## Text
Fill a soup pot with enough water to just cover ham bone(s). Boil low until meat is cooked & just starts to fall off the bone. Remove meat from bone & set aside (refrigerate). Put bones back in liquid. Chop & add 2 cloves garlic. Add lentils and peas (I never measure this... just.... a bunch). The red lentils will probably disintegrate but that is OK. They are mostly there to thicken the soup anyway. Add spices to taste, but check broth first - it may be salty. Add tomatoes. SImmer until soup reaches desired taste & thickness. Add reserved meat.

You can also serve this over rice if you want to stretch it even further.

spicy bean soup

Date: 2004-11-07 09:56 am (UTC)
From: [identity profile] longpig.livejournal.com
- as many or as few diff. kinds of beans as you like, totally 1.5 cups dry
- 1/2 lb ham pieces (optional)
- 1 clove garlic, chopped
- 1 28 oz. can of tomatoes
- juice of one lemon (I just use realemon :P)
- salt, pepper, whatever other spices you like (chilies, basil, other 'green' herbs, tabasco and cayenne are all good)-- to taste
- 1 onion, chopped
- chopped bell pepper (optional)

## Provided information

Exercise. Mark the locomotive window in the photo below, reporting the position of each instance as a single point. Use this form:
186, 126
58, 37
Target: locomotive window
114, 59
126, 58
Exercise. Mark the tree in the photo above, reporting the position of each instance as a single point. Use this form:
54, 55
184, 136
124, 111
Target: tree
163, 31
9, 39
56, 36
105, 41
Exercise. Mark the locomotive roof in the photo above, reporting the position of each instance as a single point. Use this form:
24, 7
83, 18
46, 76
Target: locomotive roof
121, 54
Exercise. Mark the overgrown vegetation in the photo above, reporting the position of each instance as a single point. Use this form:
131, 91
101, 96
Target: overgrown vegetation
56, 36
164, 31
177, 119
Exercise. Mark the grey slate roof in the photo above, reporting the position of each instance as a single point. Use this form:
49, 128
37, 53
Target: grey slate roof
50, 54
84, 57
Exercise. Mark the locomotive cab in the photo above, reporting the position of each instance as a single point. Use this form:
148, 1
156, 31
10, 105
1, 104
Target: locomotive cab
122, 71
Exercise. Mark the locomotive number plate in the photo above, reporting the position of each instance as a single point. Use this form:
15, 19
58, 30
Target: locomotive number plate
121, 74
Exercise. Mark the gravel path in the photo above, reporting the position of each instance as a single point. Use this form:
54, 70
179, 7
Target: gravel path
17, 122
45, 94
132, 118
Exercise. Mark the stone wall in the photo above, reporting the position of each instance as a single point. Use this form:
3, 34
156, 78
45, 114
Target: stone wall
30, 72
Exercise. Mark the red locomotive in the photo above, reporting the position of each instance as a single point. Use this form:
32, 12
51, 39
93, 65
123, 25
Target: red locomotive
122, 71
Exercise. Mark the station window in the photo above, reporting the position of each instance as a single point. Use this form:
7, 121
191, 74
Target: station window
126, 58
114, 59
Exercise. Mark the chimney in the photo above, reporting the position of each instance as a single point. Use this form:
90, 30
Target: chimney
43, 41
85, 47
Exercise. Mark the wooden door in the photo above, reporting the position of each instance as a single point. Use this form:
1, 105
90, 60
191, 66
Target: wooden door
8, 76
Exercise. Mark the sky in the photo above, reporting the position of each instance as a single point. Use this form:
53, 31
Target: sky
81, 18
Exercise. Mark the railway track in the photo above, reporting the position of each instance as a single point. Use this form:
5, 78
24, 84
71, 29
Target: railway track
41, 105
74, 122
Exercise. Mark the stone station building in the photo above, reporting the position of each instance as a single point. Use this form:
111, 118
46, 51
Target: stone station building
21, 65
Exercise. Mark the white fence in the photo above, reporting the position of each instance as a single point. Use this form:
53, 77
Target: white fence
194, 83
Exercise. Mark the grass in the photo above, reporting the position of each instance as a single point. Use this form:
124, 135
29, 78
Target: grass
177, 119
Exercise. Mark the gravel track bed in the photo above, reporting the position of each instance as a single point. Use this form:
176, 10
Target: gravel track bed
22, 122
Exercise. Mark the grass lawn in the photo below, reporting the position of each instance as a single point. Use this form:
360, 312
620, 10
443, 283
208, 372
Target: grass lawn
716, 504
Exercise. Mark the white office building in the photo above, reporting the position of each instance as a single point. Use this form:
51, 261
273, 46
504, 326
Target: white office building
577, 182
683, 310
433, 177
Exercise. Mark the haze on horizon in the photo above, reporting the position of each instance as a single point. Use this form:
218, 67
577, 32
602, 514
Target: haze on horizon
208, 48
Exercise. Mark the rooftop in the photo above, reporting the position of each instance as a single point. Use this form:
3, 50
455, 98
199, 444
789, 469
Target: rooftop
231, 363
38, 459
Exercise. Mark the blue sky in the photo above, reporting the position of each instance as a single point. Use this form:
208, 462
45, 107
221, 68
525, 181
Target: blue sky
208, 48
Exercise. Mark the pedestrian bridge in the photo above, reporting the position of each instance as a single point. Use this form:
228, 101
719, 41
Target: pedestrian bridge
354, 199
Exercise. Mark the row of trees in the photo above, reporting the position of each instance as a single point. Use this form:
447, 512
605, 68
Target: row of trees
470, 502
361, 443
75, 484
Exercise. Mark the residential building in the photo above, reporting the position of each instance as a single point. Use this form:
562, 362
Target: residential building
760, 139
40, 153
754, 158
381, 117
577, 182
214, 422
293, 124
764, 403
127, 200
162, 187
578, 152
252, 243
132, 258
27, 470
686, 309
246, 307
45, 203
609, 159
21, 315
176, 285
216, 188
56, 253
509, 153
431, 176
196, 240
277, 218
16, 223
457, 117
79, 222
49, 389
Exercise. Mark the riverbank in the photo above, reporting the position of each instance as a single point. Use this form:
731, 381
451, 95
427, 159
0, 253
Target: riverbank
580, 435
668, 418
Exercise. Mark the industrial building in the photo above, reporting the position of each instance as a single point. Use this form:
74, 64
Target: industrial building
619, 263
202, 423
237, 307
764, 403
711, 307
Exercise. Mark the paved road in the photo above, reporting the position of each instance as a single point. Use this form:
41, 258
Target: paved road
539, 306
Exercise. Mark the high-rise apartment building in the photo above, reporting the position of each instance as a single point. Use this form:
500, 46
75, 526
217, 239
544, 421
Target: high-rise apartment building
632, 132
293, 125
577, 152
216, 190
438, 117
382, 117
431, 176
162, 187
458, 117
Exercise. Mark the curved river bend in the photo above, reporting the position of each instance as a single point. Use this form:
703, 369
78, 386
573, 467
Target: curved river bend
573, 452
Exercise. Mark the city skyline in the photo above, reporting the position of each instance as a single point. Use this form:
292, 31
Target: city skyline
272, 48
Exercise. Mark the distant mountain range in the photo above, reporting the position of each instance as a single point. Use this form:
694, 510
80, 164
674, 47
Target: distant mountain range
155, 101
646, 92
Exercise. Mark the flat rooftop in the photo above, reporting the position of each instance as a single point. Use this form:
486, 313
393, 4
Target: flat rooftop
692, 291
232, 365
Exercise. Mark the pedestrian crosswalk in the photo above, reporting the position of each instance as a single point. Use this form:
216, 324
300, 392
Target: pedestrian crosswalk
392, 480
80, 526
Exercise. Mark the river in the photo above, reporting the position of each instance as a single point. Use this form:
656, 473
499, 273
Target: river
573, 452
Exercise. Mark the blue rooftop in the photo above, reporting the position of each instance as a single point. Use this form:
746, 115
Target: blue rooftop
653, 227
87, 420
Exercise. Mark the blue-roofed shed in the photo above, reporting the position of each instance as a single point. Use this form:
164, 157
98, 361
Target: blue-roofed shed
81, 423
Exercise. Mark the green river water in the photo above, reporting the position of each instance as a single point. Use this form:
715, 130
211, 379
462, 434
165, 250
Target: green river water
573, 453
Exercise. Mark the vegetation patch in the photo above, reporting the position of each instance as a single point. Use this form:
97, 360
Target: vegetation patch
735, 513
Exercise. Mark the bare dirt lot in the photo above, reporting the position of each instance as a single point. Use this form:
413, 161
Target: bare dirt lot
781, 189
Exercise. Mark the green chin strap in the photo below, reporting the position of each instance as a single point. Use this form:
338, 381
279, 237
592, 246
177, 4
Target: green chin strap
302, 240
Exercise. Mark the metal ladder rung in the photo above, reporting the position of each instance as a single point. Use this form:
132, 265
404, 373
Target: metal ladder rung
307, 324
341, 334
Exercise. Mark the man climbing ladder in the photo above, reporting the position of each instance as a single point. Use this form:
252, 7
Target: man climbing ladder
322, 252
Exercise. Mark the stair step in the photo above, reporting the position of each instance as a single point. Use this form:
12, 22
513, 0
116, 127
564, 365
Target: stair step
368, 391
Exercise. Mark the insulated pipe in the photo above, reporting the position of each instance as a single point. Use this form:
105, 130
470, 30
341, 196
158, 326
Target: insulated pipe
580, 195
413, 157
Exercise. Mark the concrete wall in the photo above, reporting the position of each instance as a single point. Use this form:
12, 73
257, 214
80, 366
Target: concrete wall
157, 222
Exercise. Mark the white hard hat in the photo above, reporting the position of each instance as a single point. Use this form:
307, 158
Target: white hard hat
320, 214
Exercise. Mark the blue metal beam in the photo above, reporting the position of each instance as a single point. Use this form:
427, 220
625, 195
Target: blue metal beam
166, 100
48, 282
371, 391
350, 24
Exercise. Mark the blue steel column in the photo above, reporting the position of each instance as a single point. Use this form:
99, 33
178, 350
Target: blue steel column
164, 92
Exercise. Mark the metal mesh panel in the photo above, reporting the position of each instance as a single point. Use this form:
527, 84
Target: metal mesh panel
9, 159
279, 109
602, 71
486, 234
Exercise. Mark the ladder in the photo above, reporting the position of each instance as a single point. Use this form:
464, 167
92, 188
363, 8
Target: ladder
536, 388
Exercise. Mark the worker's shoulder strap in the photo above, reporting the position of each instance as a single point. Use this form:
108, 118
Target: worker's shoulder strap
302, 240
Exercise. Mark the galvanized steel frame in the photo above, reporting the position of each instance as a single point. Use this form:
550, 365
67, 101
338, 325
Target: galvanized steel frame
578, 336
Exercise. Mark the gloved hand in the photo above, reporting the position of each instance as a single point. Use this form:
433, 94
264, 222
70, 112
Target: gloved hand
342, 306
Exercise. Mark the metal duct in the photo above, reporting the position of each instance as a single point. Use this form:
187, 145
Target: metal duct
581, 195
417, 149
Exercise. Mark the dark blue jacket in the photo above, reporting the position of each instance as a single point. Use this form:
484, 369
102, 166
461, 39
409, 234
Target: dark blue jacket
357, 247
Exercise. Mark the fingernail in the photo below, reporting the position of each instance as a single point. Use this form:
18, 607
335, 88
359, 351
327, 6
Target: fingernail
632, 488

## Aim
Carry the soup recipe text on from its last line. The items come from a different source than the soup recipe text.

## Exercise output
Wash 1.5 c beans, cover with water, add 1 tbsp salt, and soak overnight. Drain. Put beans in 2 qts of water (can use 6 oz of V8 instead of some of the water). Add all other ingredients, and simmer on low heat for at least 4 hours, until desired thickness and flavour is achieved.

Date: 2004-11-07 10:02 am (UTC)
From: [identity profile] miseri.livejournal.com
My personal Ultra-Simple Improv Recipe:

Meat - quantity: enough. See notes.
Rice - half a cup, maybe less.
Peas - one cup.

Wash rice. Cook rice. When rice begins to boil, add meat and turn heat down to "simmer". When rice is fully cooked, add peas and stir. Wait 30 seconds. Remove from heat. Add whatever seasonings you fancy; I prefer garlic salt.

A note about the meat: "enough", for me, usually means about 200g of ground beef or ground pork. Or ground horse, as the case may be. Pork is cheaper than beef. Horse generally comes in smaller quantities. I buy a family-size tray (about 1.2kg) and divide the meat up into individual portions, and freeze them.

If you go with pork or medium ground beef, it is not only cheaper but you also won't have to use any cooking oil or butter. I used to add a spoon of butter to the mix somewhere between the meat and the peas, but no more.

You can also substitute in other things for the meat; I've substituted in canned salmon and italian sausage at various occasions.

Date: 2004-11-07 11:58 am (UTC)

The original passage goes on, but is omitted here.